Please write out every one of the records below word for word, leaving out the pictures.

■ ■ ■ ■

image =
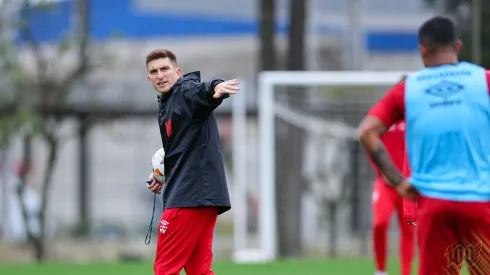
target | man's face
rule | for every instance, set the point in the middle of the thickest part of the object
(163, 74)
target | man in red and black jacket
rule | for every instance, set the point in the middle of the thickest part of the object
(195, 190)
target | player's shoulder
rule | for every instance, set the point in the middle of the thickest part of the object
(398, 88)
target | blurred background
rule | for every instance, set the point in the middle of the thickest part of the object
(78, 119)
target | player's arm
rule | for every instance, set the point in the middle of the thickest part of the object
(384, 114)
(203, 98)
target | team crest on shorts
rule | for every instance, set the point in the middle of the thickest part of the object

■ ■ ■ ■

» **RESPONSE BELOW**:
image =
target | man's face
rule | for every instance, set the point in the middle of the thickest part of the object
(163, 74)
target | man in red and black jacket
rule | for every instance, set the point in the middle of the thickest part of the object
(195, 190)
target | player's shoulder
rule | for every instance, set the point in the middle of the thickest part of the object
(398, 88)
target | blurred background
rule | for every instance, set the point in the middle of the thickest part of the object
(78, 119)
target | player's arm
rule | for every instance, set the point in the middle of the thickest part of the object
(384, 114)
(203, 98)
target | team crest on shorts
rule | for every instance, set the point in the middle of the thickest part of the object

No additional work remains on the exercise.